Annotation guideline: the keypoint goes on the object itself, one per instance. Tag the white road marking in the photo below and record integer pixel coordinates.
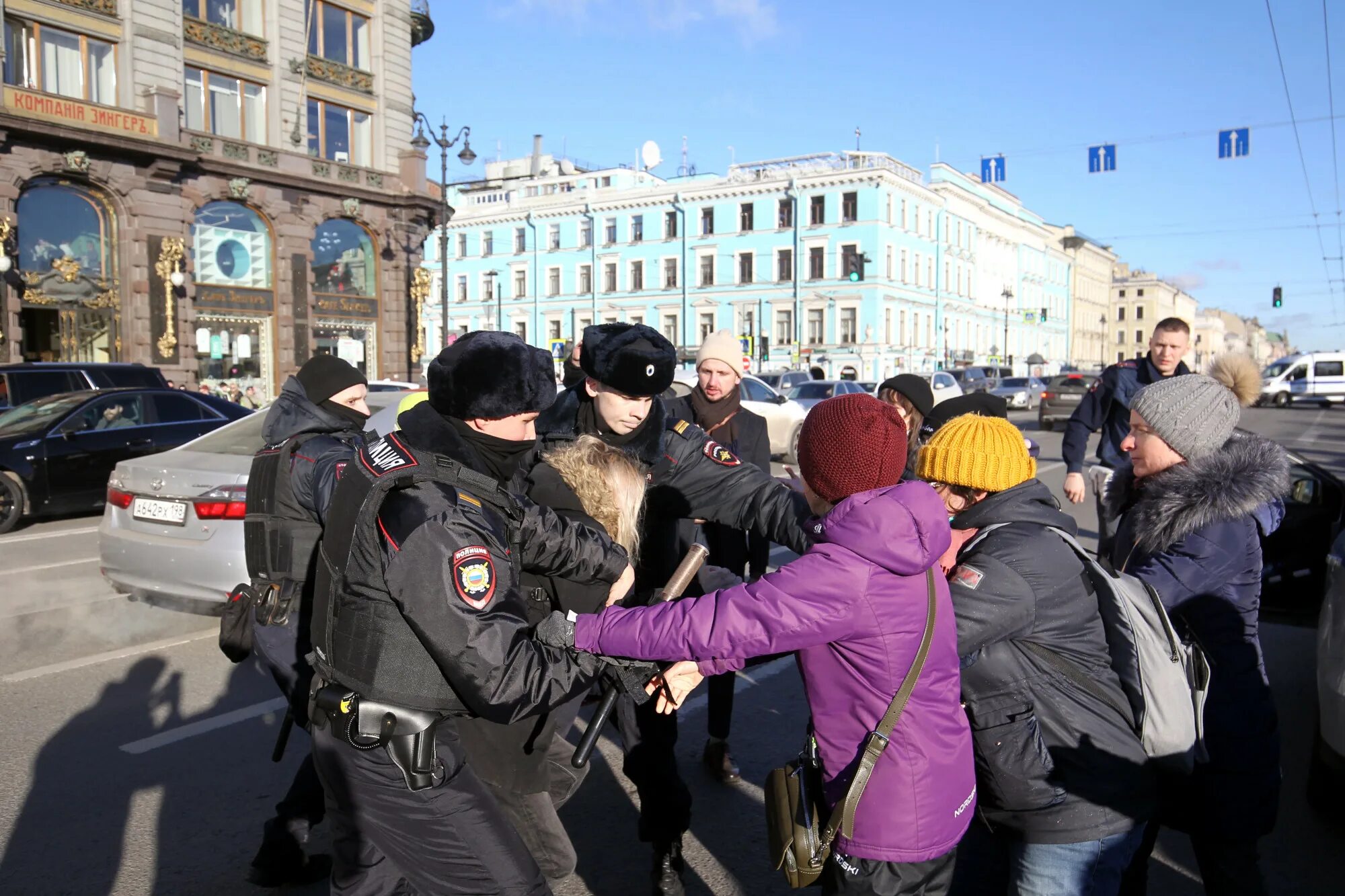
(204, 727)
(40, 536)
(112, 654)
(64, 563)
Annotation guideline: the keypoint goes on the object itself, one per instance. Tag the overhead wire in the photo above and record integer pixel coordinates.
(1303, 161)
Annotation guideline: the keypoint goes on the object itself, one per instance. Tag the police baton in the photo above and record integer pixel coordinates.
(672, 591)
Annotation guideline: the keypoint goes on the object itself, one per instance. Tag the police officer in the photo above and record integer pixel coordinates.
(1106, 407)
(419, 619)
(311, 432)
(691, 477)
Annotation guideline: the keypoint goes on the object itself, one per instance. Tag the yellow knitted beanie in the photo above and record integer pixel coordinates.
(978, 452)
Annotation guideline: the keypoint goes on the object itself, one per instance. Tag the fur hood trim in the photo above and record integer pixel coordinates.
(1234, 482)
(560, 423)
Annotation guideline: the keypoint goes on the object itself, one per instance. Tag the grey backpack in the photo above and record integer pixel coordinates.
(1165, 681)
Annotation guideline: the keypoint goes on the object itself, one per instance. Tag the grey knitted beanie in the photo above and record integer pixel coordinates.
(1195, 415)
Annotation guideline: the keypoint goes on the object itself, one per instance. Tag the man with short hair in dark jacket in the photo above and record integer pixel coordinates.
(1063, 783)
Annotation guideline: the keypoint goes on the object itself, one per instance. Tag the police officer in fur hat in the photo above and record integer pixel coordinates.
(691, 475)
(419, 619)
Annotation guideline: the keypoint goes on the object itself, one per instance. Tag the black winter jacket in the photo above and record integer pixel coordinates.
(1055, 764)
(1194, 533)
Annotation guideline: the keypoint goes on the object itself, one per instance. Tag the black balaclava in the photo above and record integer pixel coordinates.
(502, 456)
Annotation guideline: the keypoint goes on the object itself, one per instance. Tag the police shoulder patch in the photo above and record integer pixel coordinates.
(968, 576)
(720, 455)
(474, 576)
(387, 455)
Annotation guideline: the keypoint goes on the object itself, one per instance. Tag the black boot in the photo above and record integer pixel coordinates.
(282, 858)
(719, 762)
(669, 868)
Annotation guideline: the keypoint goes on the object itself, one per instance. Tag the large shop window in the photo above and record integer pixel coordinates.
(240, 15)
(72, 65)
(341, 134)
(338, 34)
(61, 220)
(225, 106)
(232, 247)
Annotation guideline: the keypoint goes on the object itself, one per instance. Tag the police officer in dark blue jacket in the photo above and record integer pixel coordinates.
(1106, 407)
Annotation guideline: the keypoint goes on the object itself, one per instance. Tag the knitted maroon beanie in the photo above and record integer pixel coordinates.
(849, 444)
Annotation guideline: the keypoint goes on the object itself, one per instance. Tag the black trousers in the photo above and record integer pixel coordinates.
(451, 840)
(650, 743)
(720, 704)
(1227, 866)
(848, 876)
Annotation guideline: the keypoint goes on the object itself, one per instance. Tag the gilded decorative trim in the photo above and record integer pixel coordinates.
(209, 34)
(420, 292)
(170, 261)
(337, 73)
(107, 7)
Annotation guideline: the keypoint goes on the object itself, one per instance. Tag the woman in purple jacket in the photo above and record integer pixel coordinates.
(853, 608)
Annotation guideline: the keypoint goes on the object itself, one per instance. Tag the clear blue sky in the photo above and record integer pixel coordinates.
(1035, 81)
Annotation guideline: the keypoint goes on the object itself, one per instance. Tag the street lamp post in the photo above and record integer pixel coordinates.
(467, 158)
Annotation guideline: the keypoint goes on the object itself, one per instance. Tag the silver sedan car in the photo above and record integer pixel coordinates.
(181, 533)
(1022, 393)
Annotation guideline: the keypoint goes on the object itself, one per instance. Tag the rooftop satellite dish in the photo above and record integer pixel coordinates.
(650, 155)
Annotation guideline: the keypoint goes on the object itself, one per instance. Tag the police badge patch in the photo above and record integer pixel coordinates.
(720, 455)
(474, 576)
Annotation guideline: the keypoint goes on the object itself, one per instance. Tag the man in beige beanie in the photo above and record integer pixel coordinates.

**What this task involves**
Reproduce all of the lines above verbatim, leaving out any pictures.

**Written reply**
Annotation guideline: the keypoint goes on the object itself, one per instance. Tag the white road marking in the photo below and record integer pixel coordinates.
(204, 727)
(40, 536)
(112, 654)
(64, 563)
Annotation guideline: the keypoint goes on the object itself, one per instance. Tag the overhead wire in the photo above and record integer pixel coordinates.
(1303, 161)
Annotation guideline: the keypoint goes on the object itself, one per instance. Tag the police baton in the photo above and record integer pixel coordinates.
(672, 591)
Annotation guideline: the keypoint goes on the object itself, one per instance. Tag the police officer in the photo above and record integer pixel coordinates.
(1106, 407)
(419, 619)
(311, 432)
(691, 477)
Annotation guideline: the keypoint goes on the object itself, one per instance. Tag the yellow knitted beanie in the photo above and record integer pixel coordinates.
(978, 452)
Annotation guideline: the keypoint goes on the object itself, one per instance. Tag the fur hood trim in the photo above and record integer pixel coordinates.
(1234, 482)
(560, 423)
Annotation guideline: the keypoint goes on the object itself, one per instance. Tag the grey backpack in the photo above and record integer pixel coordinates.
(1165, 681)
Annotation guideline: the keypoint goes on the object itself, one per instance. Tag the grey knitted beanie in the photo above and record integer pixel coordinates.
(1195, 415)
Annotation guideline: the keypoint goes on the object itself, one per instance. Tag the man with short hair in dark jacket in the photo above and record integer pixel coordinates.
(1063, 783)
Annotation guideline: the keypoint goes on the object itself, one per instance. Tag the police officer in fur hat in the photo above and record integer pixel coordinates.
(691, 475)
(419, 619)
Annotation guideline: the keypoint goes on the object itself, one per instance. Tag the black winter jacket in the photo above and record integer pixel coordinates.
(1055, 764)
(1194, 533)
Annotation guideline: the keypoint goes on the object itself, one per instance. Tag the black balaclava in the photo above and record integer pixel coordinates.
(502, 456)
Annotation guideline: the keypoint goes on the object itself, one per instance. Tag the police shoulder patch in the photo above and record integer pixel coordinates.
(968, 576)
(720, 455)
(474, 576)
(387, 455)
Annotation guideline: the keypoint goes on the object itself, one per instance. Tag the black boot in the photo above and record integer pixel coordinates.
(282, 858)
(719, 762)
(669, 868)
Annotation guideline: the keypoint goes on the object itself, one per instance. Tag the large shop window in the photo above and record integer pixel coordinates.
(240, 15)
(72, 65)
(341, 134)
(338, 34)
(61, 220)
(225, 106)
(232, 247)
Annotation guideline: the keypoint goes on the object itself, one per instance. Tag the police officer in dark blue jacket in the photo above and record integer pixel coordinates.
(1106, 407)
Annotation guideline: the keypoint goes on the object itself, one per instance. Tag the knitted maroon beanie in the photo above and record integer pixel coordinates.
(849, 444)
Annotation guideline: the keypoint goes on the object itself, one per instance. Tag the black trousers in the photo above and record integer pixel coordinates.
(451, 840)
(650, 743)
(720, 704)
(1227, 866)
(848, 876)
Annotation guideline: the keypoint goes on the object itself, one per instance. Tag the gilded decorative trim in the photo above and record integer pixel coordinates.
(209, 34)
(420, 292)
(170, 261)
(337, 73)
(107, 7)
Annotation guideline: the keypoint goes on the object itself, one per instance. Tag the woman in purple jacket in the photo above and record integer pixel coordinates.
(853, 608)
Annotation guideline: the keypoint goes on the object itself, one per instance. Tag the clear blue sky in the photo above and record integer pixel coordinates.
(1035, 81)
Annotation guideline: the keypoint goes on the object itself, one per instance. Tag the street lamp post in the photo above and record integer pixel coordinates.
(467, 158)
Annotation guideline: the keypoint goes on the object itself, one per instance. Tag the silver sedan car in the photo above and record integer pixel coordinates.
(181, 533)
(1022, 393)
Annotation guideline: the keypoint goes on the object itself, one per instance. Tag the rooftop satellite dish in the photo above and record integer pixel coordinates.
(650, 155)
Annotation guideline: the keypoint goes on the object itself, one per instance. Tag the police badge patch in the photo above and record integer pixel coordinates.
(720, 455)
(474, 576)
Annotation guideline: the keypoint goes on the object itself, one per instance. Tag the man in beige beanie in the photo above and record integer pixel coordinates.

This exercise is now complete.